● **Task goal**
Copy each line below without leaving any out.

● **Data listing**
=====

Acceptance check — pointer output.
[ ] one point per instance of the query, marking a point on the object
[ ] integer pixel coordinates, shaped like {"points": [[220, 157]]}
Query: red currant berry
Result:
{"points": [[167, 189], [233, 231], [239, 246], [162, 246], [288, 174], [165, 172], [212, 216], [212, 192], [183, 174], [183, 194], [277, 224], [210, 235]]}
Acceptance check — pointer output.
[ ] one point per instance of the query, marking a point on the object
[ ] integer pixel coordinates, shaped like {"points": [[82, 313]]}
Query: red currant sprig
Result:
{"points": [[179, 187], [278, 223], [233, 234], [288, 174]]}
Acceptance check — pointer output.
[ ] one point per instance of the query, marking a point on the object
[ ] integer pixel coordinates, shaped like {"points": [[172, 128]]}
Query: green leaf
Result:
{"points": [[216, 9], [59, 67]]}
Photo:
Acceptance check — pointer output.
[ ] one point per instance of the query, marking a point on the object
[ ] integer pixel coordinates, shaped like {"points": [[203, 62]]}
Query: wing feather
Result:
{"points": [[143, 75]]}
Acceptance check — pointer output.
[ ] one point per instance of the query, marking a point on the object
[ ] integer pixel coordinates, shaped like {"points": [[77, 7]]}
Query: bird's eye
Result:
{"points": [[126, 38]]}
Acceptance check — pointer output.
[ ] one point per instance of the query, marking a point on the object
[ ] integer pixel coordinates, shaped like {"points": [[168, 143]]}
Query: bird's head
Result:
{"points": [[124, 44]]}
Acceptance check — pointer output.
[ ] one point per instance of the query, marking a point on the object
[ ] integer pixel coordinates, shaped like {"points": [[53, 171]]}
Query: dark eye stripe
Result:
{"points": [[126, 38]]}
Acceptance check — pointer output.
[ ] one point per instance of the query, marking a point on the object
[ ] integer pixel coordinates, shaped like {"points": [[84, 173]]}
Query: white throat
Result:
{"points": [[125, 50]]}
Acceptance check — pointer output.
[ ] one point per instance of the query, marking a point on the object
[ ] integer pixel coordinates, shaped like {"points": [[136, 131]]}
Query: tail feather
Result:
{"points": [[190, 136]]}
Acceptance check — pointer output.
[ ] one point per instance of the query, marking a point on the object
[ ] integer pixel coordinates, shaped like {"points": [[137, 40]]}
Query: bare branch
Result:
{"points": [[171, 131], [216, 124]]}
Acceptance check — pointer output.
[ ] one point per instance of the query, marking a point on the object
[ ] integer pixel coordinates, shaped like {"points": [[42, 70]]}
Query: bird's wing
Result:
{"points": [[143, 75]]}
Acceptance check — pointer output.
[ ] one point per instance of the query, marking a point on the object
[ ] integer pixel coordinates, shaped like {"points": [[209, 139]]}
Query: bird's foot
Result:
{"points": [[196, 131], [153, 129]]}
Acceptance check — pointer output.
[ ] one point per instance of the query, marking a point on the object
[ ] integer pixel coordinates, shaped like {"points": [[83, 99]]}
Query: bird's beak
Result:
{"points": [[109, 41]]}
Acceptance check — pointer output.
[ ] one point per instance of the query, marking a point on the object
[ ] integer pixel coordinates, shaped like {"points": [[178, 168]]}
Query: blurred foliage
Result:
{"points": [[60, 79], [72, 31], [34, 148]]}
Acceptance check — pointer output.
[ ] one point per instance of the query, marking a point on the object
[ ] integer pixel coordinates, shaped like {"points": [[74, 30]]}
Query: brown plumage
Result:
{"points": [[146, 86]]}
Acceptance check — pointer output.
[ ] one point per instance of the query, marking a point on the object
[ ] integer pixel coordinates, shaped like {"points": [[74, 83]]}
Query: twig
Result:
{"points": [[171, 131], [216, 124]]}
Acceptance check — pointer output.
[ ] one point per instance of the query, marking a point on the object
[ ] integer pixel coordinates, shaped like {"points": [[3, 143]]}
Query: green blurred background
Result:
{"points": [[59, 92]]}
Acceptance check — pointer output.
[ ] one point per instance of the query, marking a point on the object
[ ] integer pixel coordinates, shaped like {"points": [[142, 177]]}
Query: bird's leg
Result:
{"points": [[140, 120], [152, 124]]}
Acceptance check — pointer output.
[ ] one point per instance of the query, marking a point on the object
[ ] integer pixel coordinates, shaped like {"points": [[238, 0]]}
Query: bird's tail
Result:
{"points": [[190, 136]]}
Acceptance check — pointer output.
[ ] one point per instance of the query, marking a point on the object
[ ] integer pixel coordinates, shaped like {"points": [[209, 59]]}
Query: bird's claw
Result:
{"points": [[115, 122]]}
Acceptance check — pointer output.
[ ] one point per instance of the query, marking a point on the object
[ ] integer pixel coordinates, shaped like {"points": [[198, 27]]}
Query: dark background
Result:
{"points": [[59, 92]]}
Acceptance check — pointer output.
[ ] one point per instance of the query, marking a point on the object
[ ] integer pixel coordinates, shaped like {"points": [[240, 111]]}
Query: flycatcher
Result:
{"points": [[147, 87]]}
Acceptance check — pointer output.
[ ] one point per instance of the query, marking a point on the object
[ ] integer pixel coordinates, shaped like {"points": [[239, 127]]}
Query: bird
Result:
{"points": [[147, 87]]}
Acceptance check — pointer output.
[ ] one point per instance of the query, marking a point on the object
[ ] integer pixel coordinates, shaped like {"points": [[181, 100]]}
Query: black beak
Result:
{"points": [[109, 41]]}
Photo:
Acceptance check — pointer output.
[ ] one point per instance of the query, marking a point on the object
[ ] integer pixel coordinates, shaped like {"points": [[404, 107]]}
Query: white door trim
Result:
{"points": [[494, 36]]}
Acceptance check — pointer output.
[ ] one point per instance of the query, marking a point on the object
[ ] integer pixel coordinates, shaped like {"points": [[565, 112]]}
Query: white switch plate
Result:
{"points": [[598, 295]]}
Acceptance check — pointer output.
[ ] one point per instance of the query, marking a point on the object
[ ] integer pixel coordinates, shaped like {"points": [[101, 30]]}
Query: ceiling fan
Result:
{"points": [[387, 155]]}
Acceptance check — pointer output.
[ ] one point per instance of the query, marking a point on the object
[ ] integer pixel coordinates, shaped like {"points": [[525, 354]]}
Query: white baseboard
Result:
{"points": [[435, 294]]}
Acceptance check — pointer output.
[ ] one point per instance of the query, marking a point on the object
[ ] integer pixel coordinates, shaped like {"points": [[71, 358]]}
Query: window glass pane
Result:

=====

● **Exercise output**
Acceptance check — pointer output.
[ ] one point per instance of the query, marking a point on the object
[ ] integer pixel coordinates, shaped like {"points": [[220, 157]]}
Query: red currant berry
Result:
{"points": [[167, 189], [233, 231], [239, 246], [162, 246], [288, 174], [165, 172], [212, 216], [212, 192], [183, 174], [183, 194], [277, 224], [210, 235]]}
Acceptance check — pointer output.
[ ] one point per instance of the query, marking a point on the object
[ ] integer pixel coordinates, shaped like {"points": [[82, 313]]}
Query: red currant sprig
Result:
{"points": [[179, 187], [278, 223], [233, 234], [288, 174]]}
Acceptance check — pointer output.
[ ] one point per instance of the query, marking a point on the object
[ ] integer pixel coordinates, shaped like {"points": [[172, 128]]}
Query: green leaf
Result:
{"points": [[216, 9], [59, 67]]}
Photo:
Acceptance check — pointer output.
[ ] one point per instance of the query, marking a point on the object
[ ] integer pixel coordinates, shaped like {"points": [[203, 62]]}
Query: wing feather
Result:
{"points": [[143, 75]]}
Acceptance check — pointer output.
[ ] one point per instance of the query, marking a point on the object
[ ] integer pixel coordinates, shaped like {"points": [[77, 7]]}
Query: bird's eye
Result:
{"points": [[126, 38]]}
Acceptance check — pointer output.
[ ] one point per instance of the query, marking a point on the object
[ ] integer pixel coordinates, shaped like {"points": [[168, 143]]}
Query: bird's head
Result:
{"points": [[124, 44]]}
Acceptance check — pointer output.
[ ] one point per instance of the query, marking a point on the object
[ ] integer pixel coordinates, shaped like {"points": [[53, 171]]}
Query: dark eye stripe
Result:
{"points": [[126, 38]]}
Acceptance check — pointer output.
[ ] one point per instance of the query, marking a point on the object
[ ] integer pixel coordinates, shaped like {"points": [[84, 173]]}
Query: white throat
Result:
{"points": [[125, 50]]}
Acceptance check — pointer output.
[ ] one point per instance of the query, marking a point on the object
[ ] integer pixel coordinates, shaped like {"points": [[136, 131]]}
Query: tail feather
Result:
{"points": [[190, 136]]}
Acceptance check — pointer output.
[ ] one point per instance of the query, marking a point on the object
[ ] integer pixel coordinates, shaped like {"points": [[137, 40]]}
Query: bare branch
Result:
{"points": [[171, 131], [216, 124]]}
Acceptance check — pointer output.
[ ] one point per instance of the query, marking a point on the object
[ ] integer pixel coordinates, shaped like {"points": [[42, 70]]}
Query: bird's wing
Result:
{"points": [[143, 75]]}
Acceptance check — pointer output.
[ ] one point per instance of the query, marking a point on the object
[ ] integer pixel coordinates, shaped like {"points": [[209, 139]]}
Query: bird's foot
Result:
{"points": [[196, 131], [153, 129]]}
Acceptance check — pointer output.
[ ] one point per instance of the query, marking a point on the object
[ ] integer pixel coordinates, shaped like {"points": [[83, 99]]}
Query: bird's beak
Result:
{"points": [[109, 41]]}
Acceptance check — pointer output.
[ ] one point per instance of the query, marking a point on the object
[ ] integer pixel coordinates, shaped like {"points": [[178, 168]]}
Query: blurred foliage
Result:
{"points": [[60, 79], [72, 31], [34, 148]]}
Acceptance check — pointer output.
[ ] one point per instance of the query, marking a point on the object
[ ] integer pixel coordinates, shaped like {"points": [[74, 30]]}
Query: brown plumage
Result:
{"points": [[146, 86]]}
Acceptance check — pointer output.
[ ] one point per instance of the query, marking a point on the object
[ ] integer pixel coordinates, shaped like {"points": [[74, 83]]}
Query: twig
Result:
{"points": [[171, 131], [216, 124]]}
Acceptance check — pointer output.
[ ] one point per instance of the query, marking a point on the object
[ ] integer pixel coordinates, shaped like {"points": [[3, 143]]}
Query: green blurred background
Result:
{"points": [[59, 92]]}
Acceptance check — pointer output.
[ ] one point per instance of the query, marking a point on the object
[ ] integer pixel coordinates, shaped like {"points": [[142, 177]]}
Query: bird's leg
Result:
{"points": [[140, 120], [152, 124]]}
Acceptance check — pointer output.
[ ] one point per instance of the query, marking a point on the object
[ ] integer pixel coordinates, shaped like {"points": [[238, 0]]}
Query: bird's tail
Result:
{"points": [[190, 136]]}
Acceptance check — pointer output.
[ ] one point per instance of the query, marking a point on the object
[ ] integer pixel coordinates, shaped like {"points": [[209, 59]]}
Query: bird's claw
Result:
{"points": [[115, 122]]}
Acceptance check — pointer output.
[ ] one point per instance of the query, marking a point on the object
[ ] integer pixel coordinates, shaped like {"points": [[198, 27]]}
Query: dark background
Result:
{"points": [[59, 92]]}
Acceptance check — pointer output.
[ ] one point per instance of the query, marking a point on the object
[ ] integer pixel coordinates, shaped like {"points": [[240, 111]]}
Query: flycatcher
Result:
{"points": [[147, 87]]}
Acceptance check — pointer output.
[ ] one point per instance of the query, marking a point on the object
[ ] integer pixel coordinates, shaped like {"points": [[239, 127]]}
Query: bird
Result:
{"points": [[147, 87]]}
Acceptance check — pointer output.
[ ] one point per instance of the query, marking a point on the object
[ ] integer pixel coordinates, shaped like {"points": [[181, 100]]}
Query: black beak
Result:
{"points": [[109, 41]]}
Photo:
Acceptance check — pointer output.
[ ] one point per instance of the query, marking a point on the object
[ ] integer pixel coordinates, shaped like {"points": [[404, 107]]}
Query: white door trim
Result:
{"points": [[494, 36]]}
Acceptance check — pointer output.
[ ] one point per instance of the query, marking a point on the object
[ ] integer pixel coordinates, shaped like {"points": [[565, 112]]}
Query: white switch plate
Result:
{"points": [[598, 295]]}
Acceptance check — pointer output.
[ ] one point per instance of the query, marking a point on the object
[ ] integer pixel coordinates, shaped like {"points": [[101, 30]]}
Query: ceiling fan
Result:
{"points": [[387, 155]]}
Acceptance check — pointer output.
[ ] one point per instance of the query, marking a point on the object
[ ] integer pixel coordinates, shaped like {"points": [[525, 354]]}
Query: white baseboard
Result:
{"points": [[435, 294]]}
Acceptance check — pointer output.
[ ] one point per instance of the query, marking a point on the object
[ ] integer pixel coordinates, shaped like {"points": [[71, 358]]}
Query: window glass pane
Result:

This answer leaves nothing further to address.